**What to work on:** Exact copies are required of the lines from the line containing "the rainbow flag" through the final line of the listing, both included, and of no other lines.

**Input rows:**
— begin —

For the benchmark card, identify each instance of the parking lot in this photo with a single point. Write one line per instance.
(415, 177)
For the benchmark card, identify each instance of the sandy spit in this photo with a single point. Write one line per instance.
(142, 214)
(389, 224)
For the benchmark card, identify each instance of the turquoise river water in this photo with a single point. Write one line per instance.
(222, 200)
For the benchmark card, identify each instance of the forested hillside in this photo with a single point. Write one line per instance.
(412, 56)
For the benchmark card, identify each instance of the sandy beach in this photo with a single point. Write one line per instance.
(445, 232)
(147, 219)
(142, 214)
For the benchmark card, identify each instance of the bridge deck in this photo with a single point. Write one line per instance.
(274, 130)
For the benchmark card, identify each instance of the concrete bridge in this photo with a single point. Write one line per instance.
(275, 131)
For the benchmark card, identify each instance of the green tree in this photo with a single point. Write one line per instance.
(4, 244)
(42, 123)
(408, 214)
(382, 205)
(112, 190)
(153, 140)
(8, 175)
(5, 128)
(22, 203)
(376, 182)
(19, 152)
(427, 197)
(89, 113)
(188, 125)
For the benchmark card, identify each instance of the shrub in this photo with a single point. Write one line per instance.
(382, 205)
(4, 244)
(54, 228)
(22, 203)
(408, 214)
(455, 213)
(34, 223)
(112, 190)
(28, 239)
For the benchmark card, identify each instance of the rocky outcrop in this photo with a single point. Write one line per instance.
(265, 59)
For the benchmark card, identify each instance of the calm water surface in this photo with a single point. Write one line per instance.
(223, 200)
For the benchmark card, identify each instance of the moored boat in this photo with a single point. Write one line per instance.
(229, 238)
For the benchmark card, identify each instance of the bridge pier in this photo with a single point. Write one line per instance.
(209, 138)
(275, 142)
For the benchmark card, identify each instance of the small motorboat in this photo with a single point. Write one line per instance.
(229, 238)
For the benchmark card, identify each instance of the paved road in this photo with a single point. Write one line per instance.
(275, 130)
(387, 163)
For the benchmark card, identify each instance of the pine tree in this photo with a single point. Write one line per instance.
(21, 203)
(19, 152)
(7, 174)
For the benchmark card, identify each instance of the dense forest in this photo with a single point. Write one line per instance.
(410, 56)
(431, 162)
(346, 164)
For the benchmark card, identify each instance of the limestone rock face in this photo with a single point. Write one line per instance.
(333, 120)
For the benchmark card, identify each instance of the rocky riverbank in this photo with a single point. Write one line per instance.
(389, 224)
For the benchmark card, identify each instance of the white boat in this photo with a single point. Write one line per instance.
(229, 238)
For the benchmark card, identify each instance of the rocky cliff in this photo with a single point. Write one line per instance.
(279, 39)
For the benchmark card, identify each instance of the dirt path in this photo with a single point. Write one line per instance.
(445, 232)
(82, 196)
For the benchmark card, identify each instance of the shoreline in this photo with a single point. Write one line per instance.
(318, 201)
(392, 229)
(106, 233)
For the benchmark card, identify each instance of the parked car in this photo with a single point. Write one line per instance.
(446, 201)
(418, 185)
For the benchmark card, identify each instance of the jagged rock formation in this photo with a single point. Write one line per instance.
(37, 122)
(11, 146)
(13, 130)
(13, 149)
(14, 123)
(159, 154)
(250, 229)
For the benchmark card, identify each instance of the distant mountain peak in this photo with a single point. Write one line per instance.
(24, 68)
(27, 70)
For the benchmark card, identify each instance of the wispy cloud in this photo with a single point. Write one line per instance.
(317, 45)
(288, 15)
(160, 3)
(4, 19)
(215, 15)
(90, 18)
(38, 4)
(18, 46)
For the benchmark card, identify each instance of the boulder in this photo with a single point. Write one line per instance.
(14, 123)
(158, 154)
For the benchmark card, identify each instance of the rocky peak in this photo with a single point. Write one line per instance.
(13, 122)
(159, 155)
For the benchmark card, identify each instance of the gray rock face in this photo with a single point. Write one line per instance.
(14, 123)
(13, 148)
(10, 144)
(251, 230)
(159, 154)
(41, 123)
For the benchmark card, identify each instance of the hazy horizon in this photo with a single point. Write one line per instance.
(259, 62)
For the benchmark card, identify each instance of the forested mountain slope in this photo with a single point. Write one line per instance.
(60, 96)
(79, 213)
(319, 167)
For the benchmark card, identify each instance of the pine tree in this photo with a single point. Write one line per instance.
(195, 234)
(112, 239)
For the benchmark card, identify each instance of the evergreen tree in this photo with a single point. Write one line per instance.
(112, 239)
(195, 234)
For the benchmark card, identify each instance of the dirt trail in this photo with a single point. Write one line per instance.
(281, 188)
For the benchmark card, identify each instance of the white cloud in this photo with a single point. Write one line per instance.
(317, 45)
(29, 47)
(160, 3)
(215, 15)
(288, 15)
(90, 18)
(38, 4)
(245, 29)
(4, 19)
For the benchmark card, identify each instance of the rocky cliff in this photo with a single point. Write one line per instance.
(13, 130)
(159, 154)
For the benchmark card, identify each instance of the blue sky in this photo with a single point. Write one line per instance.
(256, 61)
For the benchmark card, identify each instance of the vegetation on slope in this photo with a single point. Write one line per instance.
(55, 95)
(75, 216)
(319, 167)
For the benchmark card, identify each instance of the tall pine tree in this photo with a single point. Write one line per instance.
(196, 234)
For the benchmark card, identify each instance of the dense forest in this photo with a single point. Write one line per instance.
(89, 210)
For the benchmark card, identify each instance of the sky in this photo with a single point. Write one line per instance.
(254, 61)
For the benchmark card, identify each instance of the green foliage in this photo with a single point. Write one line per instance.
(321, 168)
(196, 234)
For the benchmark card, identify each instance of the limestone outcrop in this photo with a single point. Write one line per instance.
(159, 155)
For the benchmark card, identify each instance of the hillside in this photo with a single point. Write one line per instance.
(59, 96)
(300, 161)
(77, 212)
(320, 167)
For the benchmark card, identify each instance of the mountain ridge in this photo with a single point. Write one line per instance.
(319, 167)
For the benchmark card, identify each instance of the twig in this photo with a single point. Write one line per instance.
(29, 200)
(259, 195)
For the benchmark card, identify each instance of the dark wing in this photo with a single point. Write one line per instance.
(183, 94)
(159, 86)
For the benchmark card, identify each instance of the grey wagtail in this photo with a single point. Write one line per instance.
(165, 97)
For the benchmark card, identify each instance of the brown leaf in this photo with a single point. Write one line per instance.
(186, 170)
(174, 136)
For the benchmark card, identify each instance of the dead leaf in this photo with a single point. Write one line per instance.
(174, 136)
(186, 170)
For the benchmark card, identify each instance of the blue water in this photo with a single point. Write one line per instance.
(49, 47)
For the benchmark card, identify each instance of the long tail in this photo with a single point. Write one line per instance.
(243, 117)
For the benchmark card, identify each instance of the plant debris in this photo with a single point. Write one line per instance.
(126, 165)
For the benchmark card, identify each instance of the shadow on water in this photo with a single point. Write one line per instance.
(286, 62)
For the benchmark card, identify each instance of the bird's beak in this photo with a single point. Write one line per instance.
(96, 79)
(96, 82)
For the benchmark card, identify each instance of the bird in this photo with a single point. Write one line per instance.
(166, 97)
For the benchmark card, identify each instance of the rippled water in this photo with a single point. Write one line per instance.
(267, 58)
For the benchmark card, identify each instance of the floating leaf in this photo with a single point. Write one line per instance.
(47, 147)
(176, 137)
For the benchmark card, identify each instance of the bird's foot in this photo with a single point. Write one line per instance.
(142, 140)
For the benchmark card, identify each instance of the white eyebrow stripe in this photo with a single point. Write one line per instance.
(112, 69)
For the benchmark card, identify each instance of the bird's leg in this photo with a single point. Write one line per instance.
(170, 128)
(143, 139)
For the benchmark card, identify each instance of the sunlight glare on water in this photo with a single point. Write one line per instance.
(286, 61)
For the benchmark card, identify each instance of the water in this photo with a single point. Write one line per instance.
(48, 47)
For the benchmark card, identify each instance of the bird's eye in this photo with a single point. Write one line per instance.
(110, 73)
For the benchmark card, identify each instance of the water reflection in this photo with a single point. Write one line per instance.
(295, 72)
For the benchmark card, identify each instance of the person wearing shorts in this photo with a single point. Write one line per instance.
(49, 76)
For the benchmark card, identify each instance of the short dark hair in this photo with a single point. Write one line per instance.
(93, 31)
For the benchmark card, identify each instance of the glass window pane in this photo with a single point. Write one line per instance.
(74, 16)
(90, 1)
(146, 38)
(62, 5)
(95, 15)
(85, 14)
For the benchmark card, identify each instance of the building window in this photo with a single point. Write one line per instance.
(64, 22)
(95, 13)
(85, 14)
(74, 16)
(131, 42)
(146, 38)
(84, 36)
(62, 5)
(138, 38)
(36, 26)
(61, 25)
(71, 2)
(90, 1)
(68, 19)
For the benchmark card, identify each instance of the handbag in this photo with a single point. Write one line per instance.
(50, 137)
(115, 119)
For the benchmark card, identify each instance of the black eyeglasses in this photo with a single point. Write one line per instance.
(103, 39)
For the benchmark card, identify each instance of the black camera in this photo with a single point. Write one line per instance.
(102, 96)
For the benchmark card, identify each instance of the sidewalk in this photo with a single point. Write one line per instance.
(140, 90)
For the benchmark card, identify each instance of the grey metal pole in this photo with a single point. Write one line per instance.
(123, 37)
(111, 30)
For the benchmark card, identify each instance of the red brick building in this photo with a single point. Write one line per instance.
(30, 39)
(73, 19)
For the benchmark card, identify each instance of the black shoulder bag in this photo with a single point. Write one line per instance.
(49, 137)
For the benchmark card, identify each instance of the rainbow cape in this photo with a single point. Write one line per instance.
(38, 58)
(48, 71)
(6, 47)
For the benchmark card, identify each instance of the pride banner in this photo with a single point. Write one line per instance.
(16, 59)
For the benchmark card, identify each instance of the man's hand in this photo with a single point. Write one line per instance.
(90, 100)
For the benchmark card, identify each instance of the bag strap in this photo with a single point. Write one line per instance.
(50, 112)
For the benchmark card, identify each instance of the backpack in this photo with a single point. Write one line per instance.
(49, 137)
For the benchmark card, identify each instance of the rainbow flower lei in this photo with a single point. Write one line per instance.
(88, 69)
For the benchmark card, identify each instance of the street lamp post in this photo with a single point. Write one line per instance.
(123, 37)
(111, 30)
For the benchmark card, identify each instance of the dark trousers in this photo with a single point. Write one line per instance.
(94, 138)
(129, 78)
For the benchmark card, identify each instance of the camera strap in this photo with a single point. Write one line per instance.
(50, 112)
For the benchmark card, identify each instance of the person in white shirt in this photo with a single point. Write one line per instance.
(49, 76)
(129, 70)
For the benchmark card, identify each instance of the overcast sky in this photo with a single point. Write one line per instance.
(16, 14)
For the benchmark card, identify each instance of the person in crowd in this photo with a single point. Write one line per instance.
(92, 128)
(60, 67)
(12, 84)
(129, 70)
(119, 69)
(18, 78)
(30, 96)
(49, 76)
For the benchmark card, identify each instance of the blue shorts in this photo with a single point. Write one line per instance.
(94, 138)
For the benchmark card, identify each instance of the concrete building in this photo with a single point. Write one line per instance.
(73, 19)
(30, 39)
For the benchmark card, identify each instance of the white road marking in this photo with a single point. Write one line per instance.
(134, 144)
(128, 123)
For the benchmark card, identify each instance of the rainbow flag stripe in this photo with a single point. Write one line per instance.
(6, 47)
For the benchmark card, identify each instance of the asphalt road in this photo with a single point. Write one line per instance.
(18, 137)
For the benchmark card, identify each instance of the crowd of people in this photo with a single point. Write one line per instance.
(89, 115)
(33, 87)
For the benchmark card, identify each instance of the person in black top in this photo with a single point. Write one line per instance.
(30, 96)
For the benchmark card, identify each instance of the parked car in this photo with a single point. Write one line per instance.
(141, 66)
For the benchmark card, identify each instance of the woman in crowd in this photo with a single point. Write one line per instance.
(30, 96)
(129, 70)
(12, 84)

— end —

**Complete output:**
For the benchmark card, identify each instance of the rainbow flag stripe in this photo with a single point. Write one line per instance.
(6, 47)
For the benchmark card, identify each instance of the asphalt road in this photo with a single point. Write one line per instance.
(18, 137)
For the benchmark card, identify each instance of the crowd of people in this photo with a single point. Write one line per instance.
(89, 115)
(33, 87)
For the benchmark card, identify each instance of the person in black top in this photo with a single point. Write one line per instance.
(30, 96)
For the benchmark card, identify each instance of the parked car in this photo with a single point. Write one line per instance.
(141, 66)
For the benchmark card, identify each instance of the woman in crowd in this photo with a single point. Write one line per instance.
(30, 96)
(129, 70)
(12, 84)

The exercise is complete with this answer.